* **ESTRATTO DELLA PAGINA**:
--

Si può facilmente immaginare quindi che molte delle persone che hanno avuto fragilità psichiche sono riuscite a rispecchiarsi nella lotta interna di questa protagonista, grazie ad un livello di scrittura e sotto-testi che difficilmente si possono riscontrare persino in un action persino dei giorni nostri.
Superare sé stessi
Non esageriamo quando affermiamo che Alice è una delle protagoniste migliori nella storia del media, e molti degli studi moderni dovrebbero davvero prendere spunto su come si scrive un personaggio femminile da lei.
Al contrario delle Mary Sue che ormai infestano parecchie delle storie che ci vengono propinate, quello che rende interessante questo personaggio è proprio il suo essere imperfetta e allo stesso tempo caparbia.

Alice è costretta ad affrontare dei veri e propri orrori durante la trama, con molti degli NPC positivi che incontriamo che le vengono letteralmente trucidati davanti. Eppure, nonostante le lacrime versate, la ragazza non si arrende. Trova invece la forza di affrontare i propri demoni interiori sia letteralmente che metaforicamente, diventando di volta in volta più sicura di sé e in alcuni casi anche più divertente.
Le sue risposte sarcastiche riescono sempre a far sorridere anche nei momenti più inquietanti, ed è proprio questa crescita personale e questa presa di consapevolezza che rendono la nostra Alice dai capelli neri un vero capolavoro narrativo.
In questo modo American McGee scrive una storia che riesce a dare spunti interessanti al giocatore, una trama puntata alla crescita personale e al superamento dei propri blocchi emotivi che risuona con una certa importanza e che è incarnata splendidamente in questa protagonista.

--

* **DATI DISPONIBILI**:
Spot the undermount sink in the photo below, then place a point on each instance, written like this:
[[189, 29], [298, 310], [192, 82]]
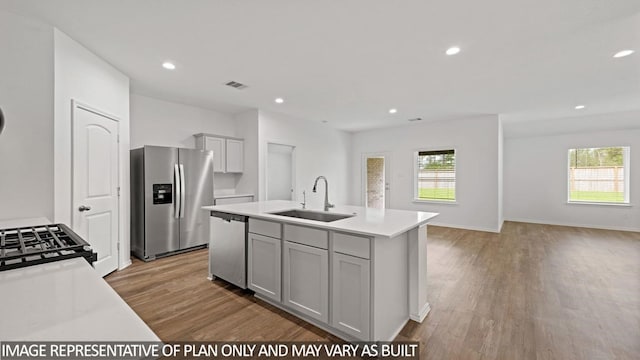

--

* **ESERCIZI**:
[A] Secondo il brano su Alice, che cosa rende interessante questo personaggio rispetto alle Mary Sue?
[B] Per favore, elenca tutti i nomi propri presenti nel brano su Alice.
[C] Prosegui il brano su Alice partendo dopo la sua ultima frase.

* **LE RISPOSTE**:
[A] Il suo essere imperfetta e allo stesso tempo caparbia.

[B] Alice, Mary Sue, American McGee

[C]
Affettare e sminuzzare
Quando pensiamo a videogiochi tratti da opere letterarie, è quasi istantaneo credere che si tratti di titoli principalmente narrativi come visual novel o avventure grafiche. Con American McGee’s Alice non è però questo il caso: il nome dello sviluppatore nel titolo è presente per un motivo, e questa mente creativa si è portata dietro tutta l’esperienza fatta nei suoi titoli action.
Il gioco è infatti principalmente uno shooter in terza persona con semplici puzzle ambientali e sezioni di platforming particolarmente ostiche, che anche in questo caso distaccano parecchio il titolo dagli altri giochi simili contemporanei.
Le armi presentate sono tutte dei giocattoli per bambini, che nelle mani di Alice si trasformano in brutali macchine da guerra, con il funzionamento di questo simpatico arsenale che si dimostra essere tra i più creativi del genere.
Alcuni degli esempi più interessanti sono i dadi che ci permettono di evocare dei demoni, sia ostili che amichevoli in modo del tutto casuale, e il classico Jack In the Box che in questo titolo funziona come una granata o un lanciafiamme.

A conti fatti, ogni singola arma a disposizione del giocatore ha qualcosa che la rende particolare: non sono semplici pistole con delle texture divertenti ma strumenti con meccaniche del tutto diverse tra loro, traducendosi però anche in una leggera difficoltà nel comprendere e usare questi magici strumenti di morte.
Ogni arma condivide la stessa barra delle munizioni e, nonostante il combattimento a tratti scomodo ma comunque fluido, il gioco riesce a rimanere bilanciato dato che ogni nemico ucciso lascerà a terra piccoli cristalli rossi, dandoci la possibilità di ripristinare parte delle munizioni e degli HP.
Anche le sezioni di platforming sono ben curate e. nonostante all’inizio risultino semplici, raggiungono un certo livello di sadismo verso le battute finali del gioco in cui un salto sbagliato può portare ad una morte improvvisa.
La curva della difficoltà però rimane ben calibrata, e ci prepara per bene alle sfide che ci aspettano senza risultare mai frustrante pur con qualche incertezza tecnica qui e lì.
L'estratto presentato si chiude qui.